■ To do
With pictures left out, output exactly the lines from the line holding "of the hill." through the end of the data, both included.

Natural-language object grounding data
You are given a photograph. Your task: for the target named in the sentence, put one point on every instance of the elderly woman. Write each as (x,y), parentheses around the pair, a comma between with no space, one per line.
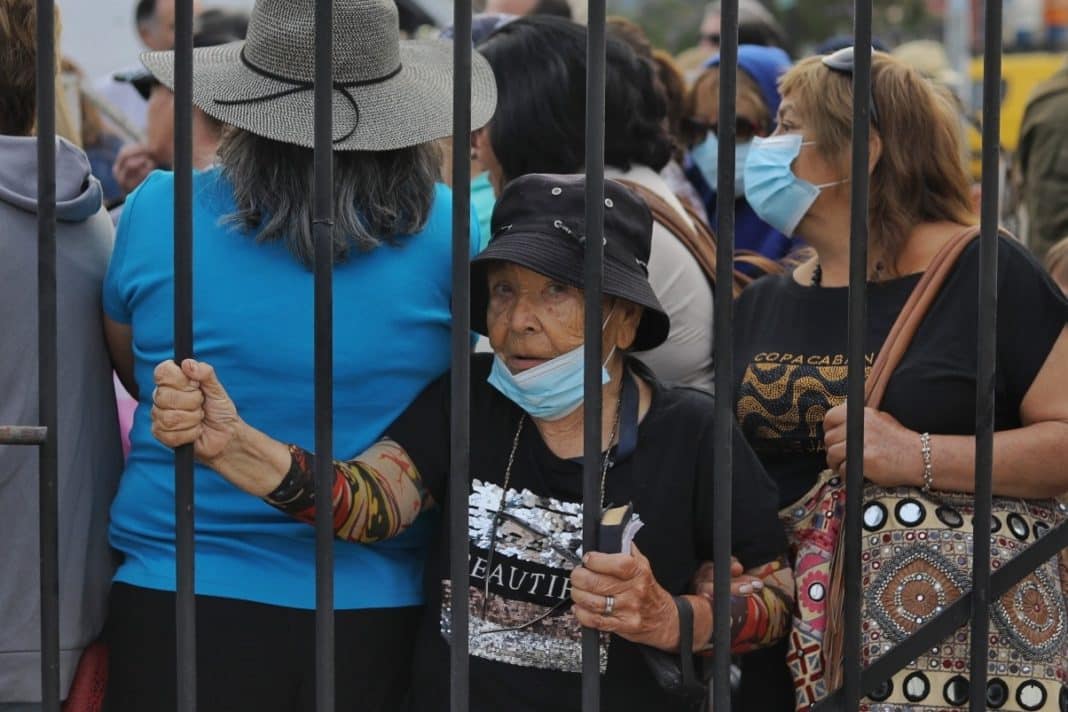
(756,104)
(253,318)
(790,339)
(530,592)
(540,66)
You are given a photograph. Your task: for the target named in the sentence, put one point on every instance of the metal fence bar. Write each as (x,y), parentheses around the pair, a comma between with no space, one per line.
(323,226)
(953,617)
(184,478)
(857,348)
(987,357)
(723,460)
(594,274)
(460,379)
(47,361)
(22,434)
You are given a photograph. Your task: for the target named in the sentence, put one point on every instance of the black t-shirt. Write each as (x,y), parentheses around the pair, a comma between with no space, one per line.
(668,477)
(790,358)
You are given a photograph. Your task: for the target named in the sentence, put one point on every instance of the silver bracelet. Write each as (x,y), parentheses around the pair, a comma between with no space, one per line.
(925,449)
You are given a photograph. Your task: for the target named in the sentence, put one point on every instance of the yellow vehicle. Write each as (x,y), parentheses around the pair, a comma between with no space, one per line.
(1020,74)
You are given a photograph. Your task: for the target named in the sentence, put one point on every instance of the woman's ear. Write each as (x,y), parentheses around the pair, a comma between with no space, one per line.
(875,151)
(630,316)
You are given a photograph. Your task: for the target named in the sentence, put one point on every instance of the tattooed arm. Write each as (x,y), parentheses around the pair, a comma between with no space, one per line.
(376,495)
(762,617)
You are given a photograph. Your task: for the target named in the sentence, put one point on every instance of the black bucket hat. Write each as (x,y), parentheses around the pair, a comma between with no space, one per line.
(539,223)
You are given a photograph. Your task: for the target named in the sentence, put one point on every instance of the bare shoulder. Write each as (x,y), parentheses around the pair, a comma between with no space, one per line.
(925,241)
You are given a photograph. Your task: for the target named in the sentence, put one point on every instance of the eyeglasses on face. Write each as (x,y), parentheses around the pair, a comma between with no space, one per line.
(843,62)
(744,129)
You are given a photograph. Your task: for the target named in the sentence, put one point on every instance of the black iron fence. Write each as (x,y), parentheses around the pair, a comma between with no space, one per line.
(973,605)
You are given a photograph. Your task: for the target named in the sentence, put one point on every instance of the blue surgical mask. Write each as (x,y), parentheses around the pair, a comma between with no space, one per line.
(706,157)
(550,391)
(772,189)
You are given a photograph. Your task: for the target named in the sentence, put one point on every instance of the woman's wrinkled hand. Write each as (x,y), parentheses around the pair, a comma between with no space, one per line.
(189,406)
(642,611)
(892,455)
(741,583)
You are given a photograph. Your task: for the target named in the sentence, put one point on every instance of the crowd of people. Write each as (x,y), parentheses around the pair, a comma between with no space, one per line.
(246,401)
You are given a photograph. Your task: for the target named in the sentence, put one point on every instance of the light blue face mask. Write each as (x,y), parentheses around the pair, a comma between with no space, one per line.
(550,391)
(706,157)
(775,193)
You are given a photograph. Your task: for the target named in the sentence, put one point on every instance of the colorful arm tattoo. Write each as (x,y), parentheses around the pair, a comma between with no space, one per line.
(375,496)
(763,617)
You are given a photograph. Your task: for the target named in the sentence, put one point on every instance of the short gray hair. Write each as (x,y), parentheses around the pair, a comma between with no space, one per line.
(378,195)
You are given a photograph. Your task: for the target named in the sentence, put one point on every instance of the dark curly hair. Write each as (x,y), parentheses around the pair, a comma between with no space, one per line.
(539,125)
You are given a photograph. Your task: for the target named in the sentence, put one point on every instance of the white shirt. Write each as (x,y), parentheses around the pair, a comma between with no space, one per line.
(680,285)
(125,98)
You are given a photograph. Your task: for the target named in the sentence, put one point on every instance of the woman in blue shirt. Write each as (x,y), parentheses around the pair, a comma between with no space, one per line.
(252,305)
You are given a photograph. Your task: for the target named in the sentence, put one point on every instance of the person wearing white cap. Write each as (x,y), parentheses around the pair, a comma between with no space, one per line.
(253,291)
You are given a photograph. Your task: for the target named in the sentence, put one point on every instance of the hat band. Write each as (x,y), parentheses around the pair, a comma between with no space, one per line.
(296,86)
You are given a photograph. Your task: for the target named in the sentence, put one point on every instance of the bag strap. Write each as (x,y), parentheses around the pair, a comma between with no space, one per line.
(912,315)
(695,236)
(686,642)
(890,356)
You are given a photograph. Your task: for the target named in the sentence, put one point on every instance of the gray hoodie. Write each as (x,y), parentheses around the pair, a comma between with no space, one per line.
(90,453)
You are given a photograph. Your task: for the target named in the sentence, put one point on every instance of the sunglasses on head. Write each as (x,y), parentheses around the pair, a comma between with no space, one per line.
(843,62)
(744,129)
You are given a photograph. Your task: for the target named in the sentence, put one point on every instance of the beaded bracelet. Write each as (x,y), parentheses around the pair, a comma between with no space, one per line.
(925,449)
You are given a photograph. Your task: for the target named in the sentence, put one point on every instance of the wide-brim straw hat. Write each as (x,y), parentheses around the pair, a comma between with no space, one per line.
(388,93)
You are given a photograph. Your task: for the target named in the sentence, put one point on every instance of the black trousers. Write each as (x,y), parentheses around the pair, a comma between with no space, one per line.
(253,657)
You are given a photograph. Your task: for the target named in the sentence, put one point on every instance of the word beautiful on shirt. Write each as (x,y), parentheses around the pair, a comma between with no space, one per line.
(520,580)
(524,560)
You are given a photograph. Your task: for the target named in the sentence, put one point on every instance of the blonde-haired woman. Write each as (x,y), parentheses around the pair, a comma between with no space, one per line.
(791,343)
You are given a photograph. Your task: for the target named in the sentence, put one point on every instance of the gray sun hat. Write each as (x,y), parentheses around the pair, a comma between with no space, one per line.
(388,94)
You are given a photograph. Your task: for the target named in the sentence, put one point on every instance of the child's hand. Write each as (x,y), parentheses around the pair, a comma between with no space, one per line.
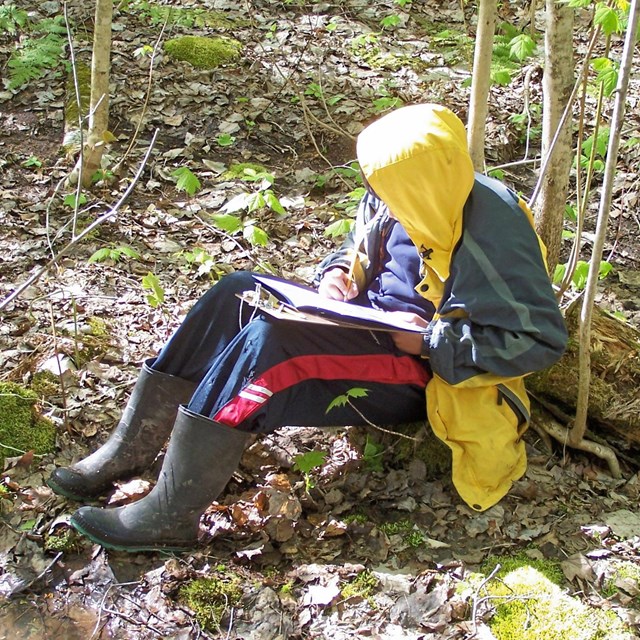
(335,285)
(405,340)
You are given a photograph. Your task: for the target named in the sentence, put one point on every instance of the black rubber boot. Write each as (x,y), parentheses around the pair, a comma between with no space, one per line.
(201,457)
(145,426)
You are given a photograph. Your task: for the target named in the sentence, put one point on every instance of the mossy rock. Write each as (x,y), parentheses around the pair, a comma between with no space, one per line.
(239,170)
(211,597)
(530,607)
(429,449)
(203,53)
(21,427)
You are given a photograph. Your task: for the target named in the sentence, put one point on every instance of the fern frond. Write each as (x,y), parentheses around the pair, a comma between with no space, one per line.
(34,58)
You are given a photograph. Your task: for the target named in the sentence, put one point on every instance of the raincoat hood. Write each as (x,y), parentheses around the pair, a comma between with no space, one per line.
(417,161)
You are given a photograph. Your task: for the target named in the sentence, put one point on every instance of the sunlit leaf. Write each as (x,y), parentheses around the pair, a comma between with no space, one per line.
(306,462)
(255,235)
(187,180)
(607,18)
(522,46)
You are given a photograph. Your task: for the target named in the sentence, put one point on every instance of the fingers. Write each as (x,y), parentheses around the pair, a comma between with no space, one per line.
(336,286)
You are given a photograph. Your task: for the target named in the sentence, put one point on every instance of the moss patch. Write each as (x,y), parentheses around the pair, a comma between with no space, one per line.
(363,585)
(210,598)
(21,427)
(203,53)
(548,568)
(625,576)
(432,451)
(530,607)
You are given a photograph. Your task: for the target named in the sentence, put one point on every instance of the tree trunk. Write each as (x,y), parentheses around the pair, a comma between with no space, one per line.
(614,399)
(558,83)
(99,106)
(481,80)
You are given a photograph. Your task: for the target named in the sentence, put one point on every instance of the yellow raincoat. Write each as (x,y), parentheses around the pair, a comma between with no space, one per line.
(483,269)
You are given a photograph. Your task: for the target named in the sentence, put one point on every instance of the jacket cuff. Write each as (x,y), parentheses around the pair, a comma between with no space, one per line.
(426,342)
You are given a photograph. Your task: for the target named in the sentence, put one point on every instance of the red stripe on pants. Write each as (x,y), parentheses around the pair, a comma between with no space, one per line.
(386,369)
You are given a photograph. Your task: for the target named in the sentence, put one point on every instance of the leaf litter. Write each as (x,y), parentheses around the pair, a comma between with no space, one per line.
(341,550)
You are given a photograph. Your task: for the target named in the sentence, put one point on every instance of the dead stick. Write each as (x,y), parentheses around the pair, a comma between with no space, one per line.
(112,212)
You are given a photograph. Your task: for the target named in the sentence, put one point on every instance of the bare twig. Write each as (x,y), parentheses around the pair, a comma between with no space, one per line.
(96,223)
(565,116)
(147,97)
(307,113)
(584,331)
(375,426)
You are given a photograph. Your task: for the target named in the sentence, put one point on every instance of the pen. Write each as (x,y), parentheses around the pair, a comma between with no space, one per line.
(350,275)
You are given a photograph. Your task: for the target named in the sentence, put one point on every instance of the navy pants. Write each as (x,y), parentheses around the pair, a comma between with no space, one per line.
(257,373)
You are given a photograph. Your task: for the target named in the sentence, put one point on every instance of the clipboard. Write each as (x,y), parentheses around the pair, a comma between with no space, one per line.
(290,301)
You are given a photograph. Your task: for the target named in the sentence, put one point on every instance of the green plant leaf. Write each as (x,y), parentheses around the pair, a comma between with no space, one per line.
(70,200)
(390,22)
(32,161)
(607,18)
(187,181)
(605,269)
(558,274)
(100,255)
(225,139)
(501,77)
(580,275)
(306,462)
(273,203)
(339,228)
(372,455)
(255,201)
(609,79)
(255,235)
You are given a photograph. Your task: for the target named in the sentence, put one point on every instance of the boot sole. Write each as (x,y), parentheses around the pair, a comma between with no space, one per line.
(130,548)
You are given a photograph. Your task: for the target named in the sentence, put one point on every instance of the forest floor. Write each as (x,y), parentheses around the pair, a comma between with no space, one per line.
(375,543)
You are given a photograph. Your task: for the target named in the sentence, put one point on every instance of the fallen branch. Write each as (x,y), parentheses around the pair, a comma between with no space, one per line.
(96,223)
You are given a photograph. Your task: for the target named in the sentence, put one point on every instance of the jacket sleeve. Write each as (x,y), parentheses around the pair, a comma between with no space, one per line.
(499,314)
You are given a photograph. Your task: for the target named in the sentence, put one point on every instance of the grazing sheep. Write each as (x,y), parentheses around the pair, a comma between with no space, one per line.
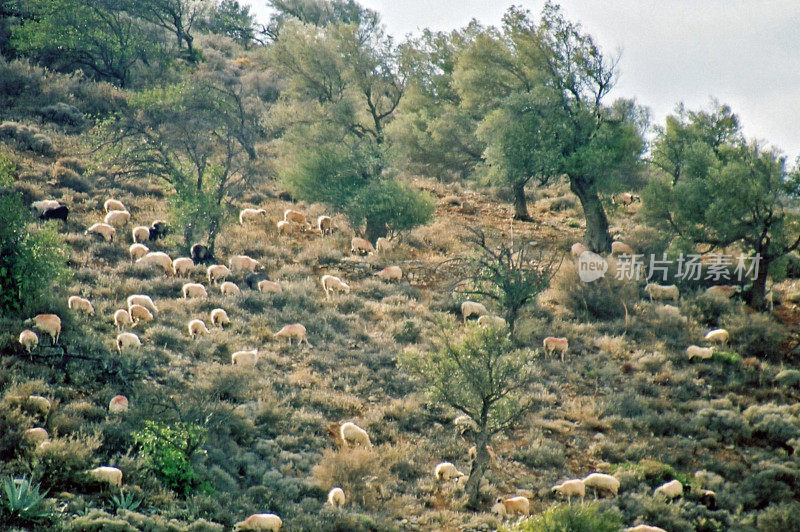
(361,246)
(141,233)
(118,219)
(104,230)
(245,358)
(703,353)
(139,313)
(197,327)
(552,344)
(336,497)
(217,272)
(228,288)
(113,205)
(569,488)
(325,225)
(80,303)
(194,290)
(182,266)
(118,404)
(247,215)
(49,323)
(671,490)
(391,273)
(717,336)
(332,284)
(267,286)
(126,340)
(157,258)
(137,251)
(143,300)
(353,435)
(446,471)
(259,522)
(28,339)
(107,474)
(657,291)
(219,318)
(471,308)
(600,482)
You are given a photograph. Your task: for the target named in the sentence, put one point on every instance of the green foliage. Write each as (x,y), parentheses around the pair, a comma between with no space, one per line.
(169,447)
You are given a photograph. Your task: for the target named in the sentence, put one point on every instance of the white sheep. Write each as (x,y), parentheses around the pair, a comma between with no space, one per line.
(247,215)
(259,522)
(194,290)
(294,331)
(336,497)
(137,251)
(569,488)
(219,318)
(197,327)
(104,230)
(126,340)
(28,339)
(353,435)
(118,219)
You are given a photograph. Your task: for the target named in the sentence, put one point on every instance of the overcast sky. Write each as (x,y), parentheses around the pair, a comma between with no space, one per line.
(746,53)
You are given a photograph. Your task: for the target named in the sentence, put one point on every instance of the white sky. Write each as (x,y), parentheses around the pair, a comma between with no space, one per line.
(746,53)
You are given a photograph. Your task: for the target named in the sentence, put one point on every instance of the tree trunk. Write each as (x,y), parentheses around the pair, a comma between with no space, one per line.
(596,237)
(520,203)
(473,487)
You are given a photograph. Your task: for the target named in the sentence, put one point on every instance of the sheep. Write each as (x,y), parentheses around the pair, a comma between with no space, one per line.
(293,331)
(104,230)
(107,474)
(194,290)
(243,263)
(353,435)
(28,339)
(703,353)
(717,336)
(332,284)
(143,300)
(391,273)
(118,404)
(217,272)
(260,522)
(80,303)
(267,286)
(117,219)
(245,358)
(325,225)
(113,205)
(600,482)
(140,233)
(552,344)
(157,258)
(671,490)
(445,471)
(228,288)
(570,488)
(182,266)
(139,313)
(196,327)
(137,251)
(336,497)
(126,340)
(471,308)
(361,246)
(49,323)
(219,318)
(657,291)
(247,215)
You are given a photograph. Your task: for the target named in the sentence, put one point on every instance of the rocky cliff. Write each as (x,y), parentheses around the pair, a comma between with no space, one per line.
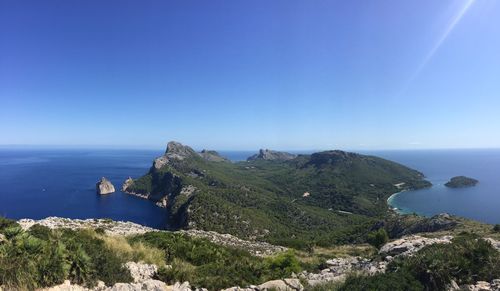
(104,186)
(269,155)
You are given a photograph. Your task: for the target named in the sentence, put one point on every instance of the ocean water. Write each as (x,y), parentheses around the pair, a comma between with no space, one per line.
(40,183)
(481,202)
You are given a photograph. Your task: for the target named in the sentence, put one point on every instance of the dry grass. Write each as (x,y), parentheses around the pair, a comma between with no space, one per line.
(135,252)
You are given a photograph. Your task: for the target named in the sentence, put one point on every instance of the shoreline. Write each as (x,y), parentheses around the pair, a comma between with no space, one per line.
(393,207)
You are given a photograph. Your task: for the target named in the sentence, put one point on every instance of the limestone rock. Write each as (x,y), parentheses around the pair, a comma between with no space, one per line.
(127,184)
(269,155)
(153,285)
(212,156)
(104,186)
(282,285)
(141,272)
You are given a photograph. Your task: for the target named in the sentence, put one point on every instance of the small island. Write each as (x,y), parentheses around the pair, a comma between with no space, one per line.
(461,182)
(104,186)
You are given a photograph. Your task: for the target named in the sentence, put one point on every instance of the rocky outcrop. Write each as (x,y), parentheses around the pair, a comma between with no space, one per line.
(110,227)
(104,186)
(140,271)
(278,285)
(479,286)
(260,249)
(269,155)
(127,184)
(338,269)
(212,156)
(461,182)
(175,152)
(409,245)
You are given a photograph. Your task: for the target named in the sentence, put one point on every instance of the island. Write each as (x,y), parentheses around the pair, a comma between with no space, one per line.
(104,186)
(461,182)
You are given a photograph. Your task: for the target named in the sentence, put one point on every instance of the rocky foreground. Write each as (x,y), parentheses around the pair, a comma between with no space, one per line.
(336,271)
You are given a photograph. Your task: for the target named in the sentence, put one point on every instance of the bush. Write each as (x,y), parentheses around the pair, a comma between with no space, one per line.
(105,265)
(377,238)
(466,260)
(282,265)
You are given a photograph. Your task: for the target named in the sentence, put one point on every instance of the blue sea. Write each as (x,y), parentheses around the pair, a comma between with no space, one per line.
(481,202)
(36,183)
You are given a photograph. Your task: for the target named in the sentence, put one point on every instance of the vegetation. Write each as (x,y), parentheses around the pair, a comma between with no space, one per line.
(378,238)
(205,264)
(43,257)
(466,260)
(265,199)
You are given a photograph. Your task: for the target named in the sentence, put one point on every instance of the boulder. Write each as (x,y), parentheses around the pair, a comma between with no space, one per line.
(104,186)
(282,285)
(269,155)
(141,272)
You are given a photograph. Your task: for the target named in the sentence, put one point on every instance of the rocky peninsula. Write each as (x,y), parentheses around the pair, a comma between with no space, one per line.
(461,182)
(104,186)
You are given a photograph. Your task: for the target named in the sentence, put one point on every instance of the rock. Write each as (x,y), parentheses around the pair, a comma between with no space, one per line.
(104,186)
(127,184)
(256,248)
(141,272)
(182,287)
(494,243)
(282,285)
(111,227)
(269,155)
(175,152)
(153,285)
(163,202)
(461,182)
(212,156)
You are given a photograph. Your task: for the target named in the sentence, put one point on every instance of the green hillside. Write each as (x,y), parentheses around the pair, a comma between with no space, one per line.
(324,198)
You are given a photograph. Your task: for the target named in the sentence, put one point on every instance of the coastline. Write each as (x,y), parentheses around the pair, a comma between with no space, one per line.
(393,207)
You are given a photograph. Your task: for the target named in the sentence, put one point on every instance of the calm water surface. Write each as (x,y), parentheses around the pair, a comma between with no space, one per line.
(40,183)
(481,202)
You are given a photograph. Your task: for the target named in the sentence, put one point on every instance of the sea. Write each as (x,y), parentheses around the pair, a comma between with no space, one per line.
(37,183)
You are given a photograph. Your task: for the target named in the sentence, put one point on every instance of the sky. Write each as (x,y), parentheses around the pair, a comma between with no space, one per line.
(241,75)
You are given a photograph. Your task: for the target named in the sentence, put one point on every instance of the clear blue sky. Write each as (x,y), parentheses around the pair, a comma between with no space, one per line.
(249,74)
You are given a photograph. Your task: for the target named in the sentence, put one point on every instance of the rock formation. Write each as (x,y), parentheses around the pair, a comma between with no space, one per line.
(461,182)
(127,183)
(104,186)
(269,155)
(212,156)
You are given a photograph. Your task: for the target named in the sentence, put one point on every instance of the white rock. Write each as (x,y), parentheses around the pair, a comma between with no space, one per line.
(282,285)
(141,272)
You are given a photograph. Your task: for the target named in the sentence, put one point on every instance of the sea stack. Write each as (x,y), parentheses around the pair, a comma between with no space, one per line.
(127,183)
(104,186)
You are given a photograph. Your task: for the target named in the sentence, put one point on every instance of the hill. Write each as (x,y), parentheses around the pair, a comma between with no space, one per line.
(325,198)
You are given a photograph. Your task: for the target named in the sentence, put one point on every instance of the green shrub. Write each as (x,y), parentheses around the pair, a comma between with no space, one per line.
(377,238)
(5,222)
(52,268)
(466,260)
(282,265)
(105,264)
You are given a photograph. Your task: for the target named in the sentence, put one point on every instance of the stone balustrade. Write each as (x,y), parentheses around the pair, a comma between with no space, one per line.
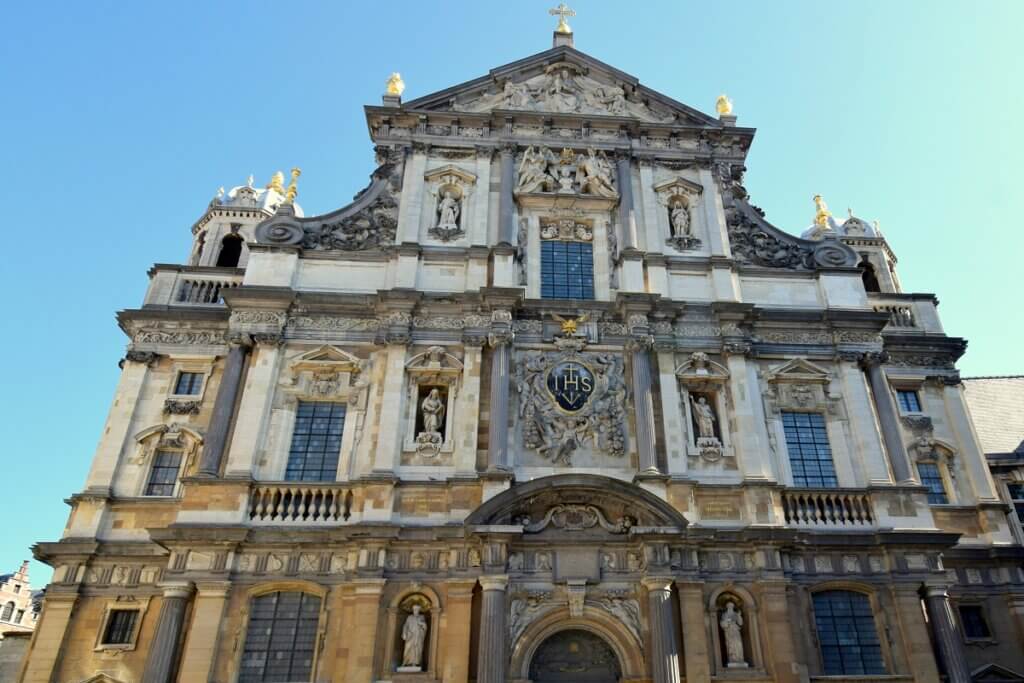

■ Result of the exercise
You are given a photograph. Your task: for the target named in the sentence, put one point on every instance of the hill. Write each as (x,y), parentheses around the pair, a comma between with no space, one per line.
(325,198)
You are given a photograph. Your task: for the target named in the sentence, put one point on every instance of the green shrub. Write each as (x,y), parentheses around the pair, a comma between with no space, one per line.
(377,238)
(5,222)
(52,268)
(466,260)
(282,265)
(105,264)
You are given a photograph. Your task: for the target named in the sentence, put one point on every instance of the stone balustrade. Write each as (x,y), parentheses around the pair, a comma between with no space, one per line.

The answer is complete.